And perhaps review the impartiality of the judges in each country while they’re at it. The ‘death and taxes’ expression should really be ‘death, taxes, and Cyprus giving Greece twelve points every year in Eurovision’ (among a few other country pairings). Ukraine’s entry was mediocre at best ffs.


----------



## MrCurry (May 15, 2022)

Loved the contest again this year, all the haters can go fuck themselves as I loved sweden, U.K., moldova, greece, Finland and a few others I’m forgetting already. 😍  I woke up with Jezebell! screaming around inside my head 😝

No one else saw Måneskin lady’s wardrobe malfunction? More cheeky than the Spanish arses.

I don’t resent Ukraine benefiting from a sympathy vote, but it’s a shame when the best song doesn’t win a music contest, but that‘s Eurovision ain’t it?

I really like the unpredictability of the split jury / public voting system.  roll on next year, can’t wait


----------



## gosub (May 15, 2022)
========
> [Tasks]:
**A)** List the countries MrCurry says he loved in this year's contest in the Eurovision thread.
**B)** Reproduce the Eurovision thread word for word, from "I don’t resent" up to and including "gosub (May 15, 2022)".

> [Data rows]:
========
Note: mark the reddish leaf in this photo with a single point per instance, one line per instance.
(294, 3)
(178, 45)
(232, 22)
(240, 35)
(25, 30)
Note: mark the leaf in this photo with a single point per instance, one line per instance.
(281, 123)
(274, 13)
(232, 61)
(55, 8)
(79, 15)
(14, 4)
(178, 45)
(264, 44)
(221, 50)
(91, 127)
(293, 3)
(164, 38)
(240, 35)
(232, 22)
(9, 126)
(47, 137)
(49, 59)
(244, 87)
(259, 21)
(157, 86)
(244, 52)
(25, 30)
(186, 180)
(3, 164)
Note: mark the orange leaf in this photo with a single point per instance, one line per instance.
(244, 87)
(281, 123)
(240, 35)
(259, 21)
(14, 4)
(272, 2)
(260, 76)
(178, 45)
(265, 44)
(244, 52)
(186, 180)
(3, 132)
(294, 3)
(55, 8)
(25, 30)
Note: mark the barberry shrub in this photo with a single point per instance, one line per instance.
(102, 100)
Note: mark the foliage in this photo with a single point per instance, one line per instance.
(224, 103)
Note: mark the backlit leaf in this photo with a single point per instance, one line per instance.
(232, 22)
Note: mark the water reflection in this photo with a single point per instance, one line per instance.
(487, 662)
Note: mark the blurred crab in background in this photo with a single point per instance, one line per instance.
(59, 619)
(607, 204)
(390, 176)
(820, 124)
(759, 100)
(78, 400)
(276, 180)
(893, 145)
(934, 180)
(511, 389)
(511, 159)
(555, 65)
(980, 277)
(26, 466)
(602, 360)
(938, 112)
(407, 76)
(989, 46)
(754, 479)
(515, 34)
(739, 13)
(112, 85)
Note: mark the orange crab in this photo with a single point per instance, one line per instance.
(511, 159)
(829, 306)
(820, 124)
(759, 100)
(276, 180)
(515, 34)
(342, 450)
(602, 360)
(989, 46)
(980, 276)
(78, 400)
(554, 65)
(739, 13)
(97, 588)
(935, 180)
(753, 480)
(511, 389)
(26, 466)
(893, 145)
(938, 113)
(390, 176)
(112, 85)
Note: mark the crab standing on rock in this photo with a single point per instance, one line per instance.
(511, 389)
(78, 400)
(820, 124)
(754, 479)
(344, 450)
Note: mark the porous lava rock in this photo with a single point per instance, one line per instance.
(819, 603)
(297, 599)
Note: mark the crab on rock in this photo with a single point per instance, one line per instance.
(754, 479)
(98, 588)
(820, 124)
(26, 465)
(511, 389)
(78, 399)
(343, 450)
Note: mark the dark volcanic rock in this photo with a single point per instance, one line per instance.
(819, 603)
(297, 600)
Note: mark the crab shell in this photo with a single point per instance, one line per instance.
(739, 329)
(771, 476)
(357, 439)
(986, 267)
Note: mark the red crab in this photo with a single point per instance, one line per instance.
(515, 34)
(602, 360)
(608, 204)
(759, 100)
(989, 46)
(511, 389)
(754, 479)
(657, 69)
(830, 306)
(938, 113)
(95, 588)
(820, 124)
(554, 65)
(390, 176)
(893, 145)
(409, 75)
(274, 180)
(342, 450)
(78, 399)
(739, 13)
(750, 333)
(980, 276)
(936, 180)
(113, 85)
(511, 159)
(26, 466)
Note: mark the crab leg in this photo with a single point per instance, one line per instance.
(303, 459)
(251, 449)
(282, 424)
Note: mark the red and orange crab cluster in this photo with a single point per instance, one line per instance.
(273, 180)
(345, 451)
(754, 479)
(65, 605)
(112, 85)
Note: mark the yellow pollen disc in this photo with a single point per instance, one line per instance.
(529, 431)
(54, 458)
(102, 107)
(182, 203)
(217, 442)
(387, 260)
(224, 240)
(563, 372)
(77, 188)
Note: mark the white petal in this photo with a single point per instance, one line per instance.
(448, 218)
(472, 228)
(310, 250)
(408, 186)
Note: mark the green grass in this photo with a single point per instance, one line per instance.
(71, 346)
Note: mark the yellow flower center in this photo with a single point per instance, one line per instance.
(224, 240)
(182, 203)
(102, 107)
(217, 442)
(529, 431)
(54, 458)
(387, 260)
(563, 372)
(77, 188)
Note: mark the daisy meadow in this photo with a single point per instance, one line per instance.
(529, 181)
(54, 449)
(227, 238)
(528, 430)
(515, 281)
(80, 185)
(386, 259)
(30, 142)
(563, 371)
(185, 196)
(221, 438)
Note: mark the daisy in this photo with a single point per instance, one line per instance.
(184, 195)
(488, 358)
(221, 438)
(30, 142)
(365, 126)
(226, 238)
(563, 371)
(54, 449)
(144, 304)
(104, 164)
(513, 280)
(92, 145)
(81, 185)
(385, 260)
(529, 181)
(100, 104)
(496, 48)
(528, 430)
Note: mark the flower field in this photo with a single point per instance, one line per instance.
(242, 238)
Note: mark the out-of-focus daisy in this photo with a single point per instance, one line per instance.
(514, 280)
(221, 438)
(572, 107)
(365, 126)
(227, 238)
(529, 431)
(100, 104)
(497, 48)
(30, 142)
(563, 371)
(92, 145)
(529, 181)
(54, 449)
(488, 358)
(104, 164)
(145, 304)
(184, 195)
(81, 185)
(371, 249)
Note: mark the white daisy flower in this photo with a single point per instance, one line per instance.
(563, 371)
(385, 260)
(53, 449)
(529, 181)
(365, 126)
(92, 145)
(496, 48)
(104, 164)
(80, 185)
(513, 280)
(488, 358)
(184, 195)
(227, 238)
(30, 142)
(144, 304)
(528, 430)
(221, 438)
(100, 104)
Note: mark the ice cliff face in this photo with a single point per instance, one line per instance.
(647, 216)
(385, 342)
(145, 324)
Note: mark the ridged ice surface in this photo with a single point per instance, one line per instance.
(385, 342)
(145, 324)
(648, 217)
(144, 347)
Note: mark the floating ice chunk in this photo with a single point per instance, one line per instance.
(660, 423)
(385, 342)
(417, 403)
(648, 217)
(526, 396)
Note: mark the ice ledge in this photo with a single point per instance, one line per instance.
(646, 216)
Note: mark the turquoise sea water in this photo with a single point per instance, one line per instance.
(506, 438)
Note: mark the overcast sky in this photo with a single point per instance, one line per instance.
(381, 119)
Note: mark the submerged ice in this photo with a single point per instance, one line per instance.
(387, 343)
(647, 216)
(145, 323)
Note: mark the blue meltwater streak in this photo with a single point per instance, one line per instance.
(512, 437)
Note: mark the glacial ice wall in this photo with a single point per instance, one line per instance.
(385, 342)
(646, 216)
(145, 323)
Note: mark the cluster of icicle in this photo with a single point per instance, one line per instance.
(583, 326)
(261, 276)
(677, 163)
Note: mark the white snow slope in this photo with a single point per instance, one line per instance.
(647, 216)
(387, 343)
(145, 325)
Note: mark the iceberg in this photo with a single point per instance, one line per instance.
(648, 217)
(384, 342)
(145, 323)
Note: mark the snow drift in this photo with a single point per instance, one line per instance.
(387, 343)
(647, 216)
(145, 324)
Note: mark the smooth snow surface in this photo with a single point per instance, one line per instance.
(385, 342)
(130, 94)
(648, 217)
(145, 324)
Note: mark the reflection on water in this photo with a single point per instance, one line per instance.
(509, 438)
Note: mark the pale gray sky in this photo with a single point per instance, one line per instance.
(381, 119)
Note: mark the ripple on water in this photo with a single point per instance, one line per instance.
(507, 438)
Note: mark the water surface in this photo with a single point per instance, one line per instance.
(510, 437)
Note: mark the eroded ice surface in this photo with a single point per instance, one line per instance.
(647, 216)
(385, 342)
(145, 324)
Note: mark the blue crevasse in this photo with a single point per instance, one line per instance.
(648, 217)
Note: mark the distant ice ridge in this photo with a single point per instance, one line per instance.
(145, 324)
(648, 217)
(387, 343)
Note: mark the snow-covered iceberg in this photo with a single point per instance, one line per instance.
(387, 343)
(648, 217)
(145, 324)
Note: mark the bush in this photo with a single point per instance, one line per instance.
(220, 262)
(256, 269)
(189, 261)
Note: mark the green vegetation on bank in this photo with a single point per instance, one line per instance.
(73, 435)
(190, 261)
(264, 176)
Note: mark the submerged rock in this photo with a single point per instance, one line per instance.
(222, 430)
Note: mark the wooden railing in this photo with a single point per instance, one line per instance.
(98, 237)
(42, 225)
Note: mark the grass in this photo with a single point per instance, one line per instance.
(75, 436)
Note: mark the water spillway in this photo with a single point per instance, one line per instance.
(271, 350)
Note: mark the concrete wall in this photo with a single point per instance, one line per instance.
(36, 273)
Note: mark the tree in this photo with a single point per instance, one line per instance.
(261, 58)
========
> [Solutions to the tasks]:
**A)** sweden, U.K., moldova, greece, Finland

**B)**
I don’t resent Ukraine benefiting from a sympathy vote, but it’s a shame when the best song doesn’t win a music contest, but that‘s Eurovision ain’t it?

I really like the unpredictability of the split jury / public voting system.  roll on next year, can’t wait


----------



## gosub (May 15, 2022)